List of tasks:
- 1) Using the passage about Melissa Fay Greene, answer these:
(a) From which country were Melissa and her husband adopting a son at the time of the first phone call?
(b) How many of the five children they adopted came from Ethiopia?
(c) Which of her books is about an Ethiopian woman who took in AIDS-orphaned children?
- 2) Write what comes next in the passage about Melissa Fay Greene, picking up right after its last sentence.

Passage provided:
▽
Sol was Melissa Fay Greene’s son. I met Melissa via phone in 1999 or maybe 2000, when she interviewed me for an article she was writing about Dr. Jane Aronson. Melissa and her husband had 4 children at that time, and were in the midst of adopting a son from Bulgaria. They went on to adopt a total of 5 children, 4 of whom were from Ethiopia. Melissa has written several powerful books, including “There is No Me Without You,” about an Ethiopian woman who took in AIDS-orphaned children. More recently Melissa wrote “No Biking in the House Without a Helmet.” I may have had one conversation with Melissa since that first one some 15 years ago. My impression of her when we first talked and since then is that she is a smart, talented, warm person with a fierce devotion to her family.
△
Supplied records:
▽
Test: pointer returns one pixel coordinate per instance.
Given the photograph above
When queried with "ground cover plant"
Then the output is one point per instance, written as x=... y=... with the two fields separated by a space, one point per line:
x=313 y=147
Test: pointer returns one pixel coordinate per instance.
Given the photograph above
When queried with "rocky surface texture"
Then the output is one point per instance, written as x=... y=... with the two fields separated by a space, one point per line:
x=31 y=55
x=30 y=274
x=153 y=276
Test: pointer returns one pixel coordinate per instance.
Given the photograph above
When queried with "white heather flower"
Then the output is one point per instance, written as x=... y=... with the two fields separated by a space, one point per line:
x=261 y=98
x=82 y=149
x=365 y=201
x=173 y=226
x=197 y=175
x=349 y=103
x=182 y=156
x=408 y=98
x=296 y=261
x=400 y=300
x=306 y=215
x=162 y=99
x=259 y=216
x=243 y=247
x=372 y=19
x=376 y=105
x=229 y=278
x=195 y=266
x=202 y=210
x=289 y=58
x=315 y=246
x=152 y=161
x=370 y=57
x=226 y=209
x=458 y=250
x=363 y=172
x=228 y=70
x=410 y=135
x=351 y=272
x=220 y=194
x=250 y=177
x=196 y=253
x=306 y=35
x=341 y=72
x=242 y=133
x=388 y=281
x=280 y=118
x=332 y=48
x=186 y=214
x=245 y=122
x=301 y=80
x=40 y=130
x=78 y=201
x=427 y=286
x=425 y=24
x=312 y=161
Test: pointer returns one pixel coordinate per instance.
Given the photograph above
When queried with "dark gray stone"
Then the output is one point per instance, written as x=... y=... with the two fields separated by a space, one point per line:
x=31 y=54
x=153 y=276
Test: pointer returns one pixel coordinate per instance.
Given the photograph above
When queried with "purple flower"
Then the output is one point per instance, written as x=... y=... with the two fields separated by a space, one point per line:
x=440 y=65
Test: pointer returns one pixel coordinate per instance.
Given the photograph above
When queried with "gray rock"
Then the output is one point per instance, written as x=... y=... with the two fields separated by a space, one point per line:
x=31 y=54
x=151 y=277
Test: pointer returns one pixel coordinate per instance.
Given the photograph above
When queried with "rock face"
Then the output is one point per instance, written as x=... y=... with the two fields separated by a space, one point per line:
△
Answer list:
- 1)
(a) Bulgaria
(b) 4
(c) "There is No Me Without You"

- 2)
She wrote a number of times about Sol, including in 2004 about his amazing athletic abilities evinced just one day after his arrival at 10 years old in the United States. In “The Flying Son,” she wrote of him, “When Fisseha ran, ambition fell away. When he ran, he was a ballet dancer alone in a studio, whirling. He was a painter dipping a brush into oil paints. He was a greyhound, flashing over the ground out of its deepest nature and joy. When Fisseha ran, he was Peter Pan, who knew how to fly.”

He was not my son, this beautiful boy will now remain forever 20 years old. So young, so terribly young. The funeral service yesterday was recorded; it is filled with prayers, with the sound of rain, and with steady, wrenching crying. Among the speakers are two of Sol’s siblings and Melissa. Besides deep grief and deeper love, in their voices there is a sense of puzzlement: How could this be, that they are eulogizing their brother, their son? How could he leave? How can he be gone?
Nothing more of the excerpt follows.